*** Opening of Data provided ***
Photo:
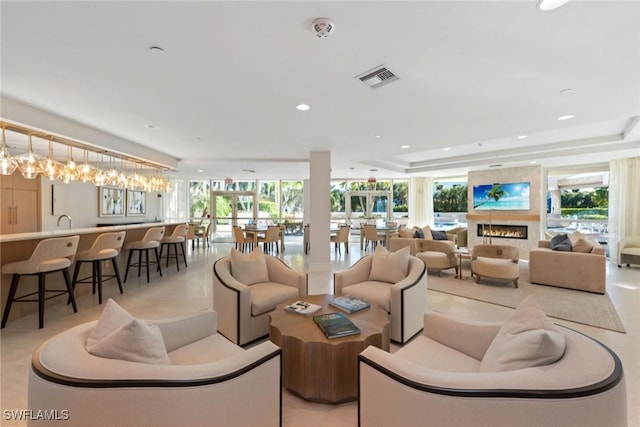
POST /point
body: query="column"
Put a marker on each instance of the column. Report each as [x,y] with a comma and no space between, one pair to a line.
[320,219]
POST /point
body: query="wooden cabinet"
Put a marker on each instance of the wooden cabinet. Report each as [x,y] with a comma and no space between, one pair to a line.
[20,200]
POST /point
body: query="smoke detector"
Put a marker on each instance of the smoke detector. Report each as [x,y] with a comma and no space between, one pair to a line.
[323,27]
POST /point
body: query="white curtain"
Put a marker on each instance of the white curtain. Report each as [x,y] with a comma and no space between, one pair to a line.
[175,202]
[420,201]
[624,201]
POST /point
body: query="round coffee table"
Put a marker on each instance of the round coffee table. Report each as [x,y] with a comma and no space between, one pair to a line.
[317,368]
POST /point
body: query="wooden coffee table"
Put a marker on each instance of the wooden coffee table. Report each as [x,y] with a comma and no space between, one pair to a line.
[317,368]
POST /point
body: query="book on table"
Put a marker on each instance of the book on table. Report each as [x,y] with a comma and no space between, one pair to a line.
[336,325]
[303,307]
[349,304]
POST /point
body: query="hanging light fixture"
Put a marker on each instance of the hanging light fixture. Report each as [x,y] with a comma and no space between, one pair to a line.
[8,164]
[100,178]
[86,171]
[49,167]
[28,163]
[71,170]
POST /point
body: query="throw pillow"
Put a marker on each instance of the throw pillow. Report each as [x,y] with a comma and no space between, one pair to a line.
[439,235]
[583,245]
[390,267]
[136,341]
[406,232]
[250,268]
[528,338]
[113,317]
[575,236]
[560,242]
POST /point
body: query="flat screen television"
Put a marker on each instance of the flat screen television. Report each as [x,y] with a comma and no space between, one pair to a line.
[513,196]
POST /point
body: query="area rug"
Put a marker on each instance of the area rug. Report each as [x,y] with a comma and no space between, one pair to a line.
[576,306]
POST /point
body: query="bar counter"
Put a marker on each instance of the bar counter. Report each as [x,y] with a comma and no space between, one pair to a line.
[16,247]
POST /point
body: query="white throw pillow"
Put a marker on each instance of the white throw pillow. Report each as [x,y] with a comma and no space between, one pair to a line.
[390,267]
[527,339]
[113,317]
[136,341]
[250,268]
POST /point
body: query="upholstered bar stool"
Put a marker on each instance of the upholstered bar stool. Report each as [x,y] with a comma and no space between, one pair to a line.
[151,240]
[106,247]
[49,256]
[176,239]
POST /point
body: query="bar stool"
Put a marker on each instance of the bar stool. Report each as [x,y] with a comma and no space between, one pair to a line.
[151,240]
[106,247]
[178,237]
[50,256]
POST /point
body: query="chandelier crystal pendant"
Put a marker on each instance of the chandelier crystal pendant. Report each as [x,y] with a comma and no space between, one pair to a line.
[29,163]
[8,164]
[49,167]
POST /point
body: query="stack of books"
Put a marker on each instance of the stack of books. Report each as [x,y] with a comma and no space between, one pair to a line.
[349,304]
[335,325]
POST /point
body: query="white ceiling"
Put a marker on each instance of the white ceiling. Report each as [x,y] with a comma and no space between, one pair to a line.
[473,77]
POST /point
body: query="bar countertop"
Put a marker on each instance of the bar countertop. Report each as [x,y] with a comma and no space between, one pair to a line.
[4,238]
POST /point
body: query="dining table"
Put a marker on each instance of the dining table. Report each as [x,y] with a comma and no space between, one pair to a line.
[261,230]
[387,230]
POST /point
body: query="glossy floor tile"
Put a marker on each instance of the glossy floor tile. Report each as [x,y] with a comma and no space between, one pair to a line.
[190,290]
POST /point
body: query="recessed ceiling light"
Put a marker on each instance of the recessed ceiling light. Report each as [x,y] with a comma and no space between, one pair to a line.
[547,5]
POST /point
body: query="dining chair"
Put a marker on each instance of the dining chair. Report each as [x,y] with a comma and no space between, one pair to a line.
[271,236]
[243,241]
[342,236]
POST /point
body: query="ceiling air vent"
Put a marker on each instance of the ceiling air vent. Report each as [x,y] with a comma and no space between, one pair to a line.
[377,77]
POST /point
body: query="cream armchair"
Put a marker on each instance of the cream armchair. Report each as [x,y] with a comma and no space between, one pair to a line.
[210,381]
[435,380]
[403,300]
[495,262]
[243,309]
[629,251]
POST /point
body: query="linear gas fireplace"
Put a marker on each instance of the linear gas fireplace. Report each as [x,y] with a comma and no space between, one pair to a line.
[503,231]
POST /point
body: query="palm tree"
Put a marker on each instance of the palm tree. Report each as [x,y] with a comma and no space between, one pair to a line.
[496,193]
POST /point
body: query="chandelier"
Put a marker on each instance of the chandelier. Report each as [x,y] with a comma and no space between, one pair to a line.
[113,169]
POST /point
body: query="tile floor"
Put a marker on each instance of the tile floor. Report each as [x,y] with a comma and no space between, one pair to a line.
[190,290]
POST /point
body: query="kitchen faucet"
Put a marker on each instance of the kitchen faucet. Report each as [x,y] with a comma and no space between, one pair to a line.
[68,219]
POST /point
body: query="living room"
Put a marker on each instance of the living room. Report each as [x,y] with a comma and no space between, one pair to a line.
[215,91]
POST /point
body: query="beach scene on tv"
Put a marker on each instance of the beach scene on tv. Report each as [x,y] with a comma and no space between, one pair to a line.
[510,196]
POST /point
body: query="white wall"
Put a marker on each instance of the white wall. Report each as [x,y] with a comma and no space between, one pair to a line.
[80,201]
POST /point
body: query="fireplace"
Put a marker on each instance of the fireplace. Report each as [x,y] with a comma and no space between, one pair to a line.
[503,231]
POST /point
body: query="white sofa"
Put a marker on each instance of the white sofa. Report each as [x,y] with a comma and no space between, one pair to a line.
[210,381]
[435,380]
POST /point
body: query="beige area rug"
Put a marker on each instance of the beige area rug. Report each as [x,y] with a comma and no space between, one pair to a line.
[576,306]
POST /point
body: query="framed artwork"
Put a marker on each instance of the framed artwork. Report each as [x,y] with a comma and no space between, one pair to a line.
[136,202]
[111,201]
*** Close of Data provided ***
■ Directions for this task
Repeat each entry exactly. Pictures do not belong in the copy.

■ Written solution
Photo:
POST /point
body: query="column"
Put a marker on each instance of the column. Report each as [x,y] with a comma and no space between, one pair to a line.
[320,219]
POST /point
body: query="wooden cabinet"
Put a marker on each instance of the wooden cabinet. Report each as [x,y] with a comma and no space between, one pair to a line.
[20,200]
POST /point
body: query="smoke detector"
Put a marker on each instance of the smoke detector. Report each as [x,y] with a comma and no space between, one pair to a line.
[323,27]
POST /point
body: query="white curtain"
Put a marker on each instance of the white curtain. Report each as [x,y] with a comma and no space between, one pair to a line.
[175,202]
[420,201]
[624,201]
POST /point
body: query="round coffee table"
Put a marker on each instance of the round coffee table. Report each as [x,y] with a comma and no space between, one pair to a line.
[317,368]
POST /point
body: query="wooden coffee table"
Put a marker on each instance of the wooden coffee table. Report each as [x,y] with a comma and no space between, one pair to a line.
[317,368]
POST /point
body: query="book on table"
Put a marker on each instance of the book on table. Report each as [x,y] with a comma and no space between, one pair to a line.
[336,325]
[303,307]
[349,304]
POST /point
body: query="hanging light fixture"
Put a marker on each instance of the hanging light fixture. Report each as [x,y] with a comma and no space between, one pair to a line.
[8,164]
[100,178]
[86,171]
[49,167]
[28,163]
[71,170]
POST /point
body: query="throw pillow"
Put a marker on each instance of the throw pillow. Report each as [x,y] with a comma and no space between, one pair to a line.
[439,235]
[583,245]
[390,267]
[136,341]
[406,232]
[250,268]
[528,338]
[113,317]
[575,236]
[560,242]
POST /point
body: query="flat screen television"
Put a marker on each instance of the flat screen television. Report each as [x,y] with a comma and no space between, one pair to a line.
[513,196]
POST /point
body: query="area rug"
Put a marker on each instance of the area rug. Report each as [x,y] with a comma and no space between, one pair to a line.
[576,306]
POST /point
body: query="bar counter"
Put a marker on each instance of the bar counter. Report each as [x,y] with a comma and no space between, one pair to a line.
[16,247]
POST /point
body: query="white throw pillow"
Put a marker on each instance of the white throw pillow. Report each as [x,y] with a comma and no space between, one pair to a line.
[390,267]
[527,339]
[113,317]
[136,341]
[250,268]
POST /point
body: query="upholstered bar stool"
Put a marker on each instance of the upholstered bar stool. Report each as [x,y] with a comma and no space between, one pair to a line.
[151,240]
[106,247]
[49,256]
[176,239]
POST /point
body: query="bar stool"
Put a marker on each instance of the bar stool. Report each as [x,y] with a comma and no space between, one pair to a line.
[151,240]
[106,247]
[178,237]
[50,256]
POST /point
body: query="chandelier crystal pendant"
Put a marker on each instance of the chandelier crystal pendant. Report each as [x,y] with a comma and no space between, one pair to a line.
[29,163]
[8,164]
[49,167]
POST /point
body: query="stack of books"
Put a marker on each instance of the stack of books. Report each as [x,y] with a comma and no space between, one pair to a line.
[349,304]
[335,325]
POST /point
body: query="white ceiling"
Put a marker on each instance of the white ceiling. Report each as [x,y] with a comma and no space between, one pair to a line.
[473,77]
POST /point
body: query="bar countertop"
Put a marker on each instance of the bar countertop. Report each as [x,y] with a comma and no space between, one pair to a line.
[4,238]
POST /point
body: query="dining table"
Put a marker on each instance of the dining table. Report each as [x,y] with a comma and no space between, one pair to a line.
[261,230]
[387,230]
POST /point
body: query="glossy floor tile"
Put a marker on each instance of the glossy floor tile. Report each as [x,y] with a comma and no space between, one pair to a line.
[190,290]
POST /point
body: query="recessed ceiling light"
Put a marker on each instance of the recessed ceiling light. Report each as [x,y] with a comma and no space between, one pair to a line.
[547,5]
POST /point
body: query="dining chair"
Put a marker on each instance of the dining chair. Report each as [x,y] with a comma and no space between, one pair to a line.
[271,236]
[243,241]
[342,236]
POST /point
body: query="ceiling air vent"
Put a marker on each instance of the ceiling air vent. Report each as [x,y] with a comma and no space between, one pair to a line.
[377,77]
POST /point
body: query="cream armchair"
Put a marker on each instance of the cream armchair. Report each as [x,y] with a comma and no space between, one pair to a line.
[210,381]
[435,380]
[403,300]
[495,262]
[243,309]
[629,251]
POST /point
body: query="linear gas fireplace"
Put a marker on each instance of the linear gas fireplace. Report each as [x,y] with a comma and no space between, one pair to a line.
[503,231]
POST /point
body: query="palm tree"
Put a marker on each instance of the palm tree. Report each as [x,y] with a comma and no space between, one pair to a line.
[496,193]
POST /point
body: query="chandelier"
Put a marker on each instance of the chandelier. Report each as [x,y] with a comma and no space between, one pair to a line.
[113,169]
POST /point
body: query="tile floor"
Put a marker on each instance of the tile floor. Report each as [x,y] with a comma and no space between, one pair to a line.
[190,290]
POST /point
body: query="kitchen faucet"
Put a marker on each instance of the kitchen faucet. Report each as [x,y] with a comma and no space between, one pair to a line.
[68,219]
POST /point
body: query="living room"
Put a marker on each instance of the living room. Report each as [x,y] with a comma and no space between, one pair to a line.
[215,91]
POST /point
body: query="beach scene on tv"
Put a marker on each instance of the beach scene on tv. Report each as [x,y] with a comma and no space between, one pair to a line.
[510,196]
POST /point
body: query="white wall"
Put a marker on each instance of the white wall. Report each as [x,y] with a comma and no space between, one pair to a line.
[80,201]
POST /point
body: query="fireplace"
Put a marker on each instance of the fireplace. Report each as [x,y] with a comma and no space between, one pair to a line.
[503,231]
POST /point
body: query="white sofa"
Put a marker on each instance of the white sofa. Report each as [x,y] with a comma and no space between, one pair to a line.
[210,381]
[435,380]
POST /point
body: query="beige area rug"
Put a marker on each instance of the beige area rug. Report each as [x,y] with a comma and no space between, one pair to a line.
[576,306]
POST /point
body: query="framed artwork"
Put a marker on each instance of the framed artwork. Report each as [x,y] with a comma and no space between, one pair to a line.
[136,202]
[111,201]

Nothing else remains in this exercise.